## Exercise:
Collect every line in the records below that contains the word "roof", and copy each one in full.

## Data supplied:
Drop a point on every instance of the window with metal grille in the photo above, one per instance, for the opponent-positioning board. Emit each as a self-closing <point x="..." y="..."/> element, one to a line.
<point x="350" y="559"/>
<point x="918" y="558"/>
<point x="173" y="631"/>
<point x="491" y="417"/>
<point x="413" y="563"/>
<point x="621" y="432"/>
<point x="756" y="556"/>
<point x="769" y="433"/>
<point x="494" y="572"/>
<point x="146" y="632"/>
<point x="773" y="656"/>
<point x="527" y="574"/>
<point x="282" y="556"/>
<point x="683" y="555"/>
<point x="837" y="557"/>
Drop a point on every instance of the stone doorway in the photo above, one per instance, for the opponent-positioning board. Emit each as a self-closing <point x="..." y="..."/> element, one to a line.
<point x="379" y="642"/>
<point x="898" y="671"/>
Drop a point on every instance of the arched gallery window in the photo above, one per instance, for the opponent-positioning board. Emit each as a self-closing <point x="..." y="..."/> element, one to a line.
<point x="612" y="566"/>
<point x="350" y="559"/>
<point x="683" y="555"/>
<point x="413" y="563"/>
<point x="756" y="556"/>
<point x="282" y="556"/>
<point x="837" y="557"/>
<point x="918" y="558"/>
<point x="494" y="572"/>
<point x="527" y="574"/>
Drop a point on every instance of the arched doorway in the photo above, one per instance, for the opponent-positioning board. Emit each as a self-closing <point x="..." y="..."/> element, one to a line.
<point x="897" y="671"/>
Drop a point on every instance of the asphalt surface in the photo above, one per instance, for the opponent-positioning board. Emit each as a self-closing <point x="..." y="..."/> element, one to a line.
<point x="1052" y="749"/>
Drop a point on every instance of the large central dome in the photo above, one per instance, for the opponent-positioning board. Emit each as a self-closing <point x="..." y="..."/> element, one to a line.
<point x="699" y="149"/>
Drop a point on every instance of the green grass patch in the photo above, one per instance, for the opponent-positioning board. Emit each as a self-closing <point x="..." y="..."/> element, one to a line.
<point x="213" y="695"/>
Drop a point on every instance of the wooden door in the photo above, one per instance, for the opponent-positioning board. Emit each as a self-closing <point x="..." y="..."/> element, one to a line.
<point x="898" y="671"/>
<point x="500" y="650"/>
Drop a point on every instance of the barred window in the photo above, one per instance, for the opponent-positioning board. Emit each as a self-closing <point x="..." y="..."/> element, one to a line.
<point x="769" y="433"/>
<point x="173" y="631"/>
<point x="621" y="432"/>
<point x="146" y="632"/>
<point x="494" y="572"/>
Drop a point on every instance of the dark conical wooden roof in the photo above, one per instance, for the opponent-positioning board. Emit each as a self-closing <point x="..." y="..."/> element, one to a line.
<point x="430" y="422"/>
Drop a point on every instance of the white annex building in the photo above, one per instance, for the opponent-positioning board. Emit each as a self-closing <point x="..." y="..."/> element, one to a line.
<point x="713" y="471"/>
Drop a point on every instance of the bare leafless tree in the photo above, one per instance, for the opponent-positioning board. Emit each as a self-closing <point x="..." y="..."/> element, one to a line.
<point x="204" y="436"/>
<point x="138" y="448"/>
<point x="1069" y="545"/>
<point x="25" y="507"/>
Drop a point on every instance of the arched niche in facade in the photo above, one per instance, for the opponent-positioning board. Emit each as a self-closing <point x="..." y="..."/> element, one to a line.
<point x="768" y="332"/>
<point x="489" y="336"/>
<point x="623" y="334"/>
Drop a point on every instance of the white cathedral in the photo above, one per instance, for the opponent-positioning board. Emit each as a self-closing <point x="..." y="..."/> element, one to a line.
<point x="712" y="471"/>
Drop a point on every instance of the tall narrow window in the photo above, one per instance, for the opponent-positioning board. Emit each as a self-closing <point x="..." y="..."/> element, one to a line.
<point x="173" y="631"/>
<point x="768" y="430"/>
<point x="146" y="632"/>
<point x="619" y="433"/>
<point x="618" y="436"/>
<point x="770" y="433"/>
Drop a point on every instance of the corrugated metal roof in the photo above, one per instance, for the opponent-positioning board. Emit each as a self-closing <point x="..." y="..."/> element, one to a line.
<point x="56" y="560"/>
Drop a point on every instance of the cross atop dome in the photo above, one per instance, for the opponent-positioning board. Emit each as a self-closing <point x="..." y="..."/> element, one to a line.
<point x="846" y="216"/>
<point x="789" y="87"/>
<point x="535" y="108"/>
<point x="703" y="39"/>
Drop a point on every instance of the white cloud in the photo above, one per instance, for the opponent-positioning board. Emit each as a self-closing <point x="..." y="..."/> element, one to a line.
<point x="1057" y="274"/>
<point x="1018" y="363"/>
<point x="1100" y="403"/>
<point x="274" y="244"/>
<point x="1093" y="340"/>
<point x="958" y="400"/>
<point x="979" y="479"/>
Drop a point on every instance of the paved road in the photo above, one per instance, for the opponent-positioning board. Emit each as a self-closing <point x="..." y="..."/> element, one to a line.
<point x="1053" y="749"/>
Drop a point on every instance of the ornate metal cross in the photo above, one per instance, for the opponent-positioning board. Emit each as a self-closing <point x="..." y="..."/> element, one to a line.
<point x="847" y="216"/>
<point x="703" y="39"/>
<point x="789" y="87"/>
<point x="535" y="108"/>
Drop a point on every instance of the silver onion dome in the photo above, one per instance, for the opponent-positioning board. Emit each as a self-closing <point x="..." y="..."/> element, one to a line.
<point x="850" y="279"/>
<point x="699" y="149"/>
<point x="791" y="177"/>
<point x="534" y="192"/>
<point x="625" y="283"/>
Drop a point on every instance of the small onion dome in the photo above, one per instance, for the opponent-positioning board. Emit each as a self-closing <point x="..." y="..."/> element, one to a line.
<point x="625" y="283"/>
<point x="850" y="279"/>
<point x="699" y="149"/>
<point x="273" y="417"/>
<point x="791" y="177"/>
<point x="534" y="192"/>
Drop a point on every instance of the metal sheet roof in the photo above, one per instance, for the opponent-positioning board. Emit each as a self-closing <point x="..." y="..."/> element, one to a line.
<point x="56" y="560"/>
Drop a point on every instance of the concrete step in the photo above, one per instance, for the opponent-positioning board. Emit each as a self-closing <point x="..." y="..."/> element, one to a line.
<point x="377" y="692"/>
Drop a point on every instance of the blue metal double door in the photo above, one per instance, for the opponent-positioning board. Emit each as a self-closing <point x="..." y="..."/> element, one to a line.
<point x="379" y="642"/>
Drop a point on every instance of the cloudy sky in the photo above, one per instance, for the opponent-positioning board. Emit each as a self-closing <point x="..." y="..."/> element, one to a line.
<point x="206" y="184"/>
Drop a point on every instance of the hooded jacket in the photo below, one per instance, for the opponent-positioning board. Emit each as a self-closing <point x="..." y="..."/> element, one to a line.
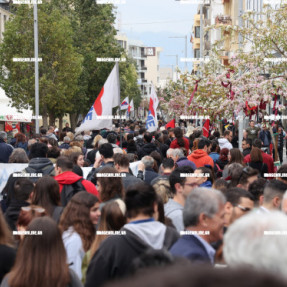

## Response:
Drop a point on every instance of the dark conical wooden roof in the photo above, one per instance, for the opponent-positioning board. Emit each as a self-closing <point x="..." y="..."/> element, one to a line.
Drop a point on every instance of the corrugated metal roof in the photo above, one per instance, for the opponent-positioning board. Emit each as a self-closing <point x="..." y="..."/> element, one to a line.
Drop a point on every instance of the metal sheet roof in the photo above, one per instance, for the opponent-positioning board. Emit each as a self-closing <point x="..." y="..."/> element, one to a line.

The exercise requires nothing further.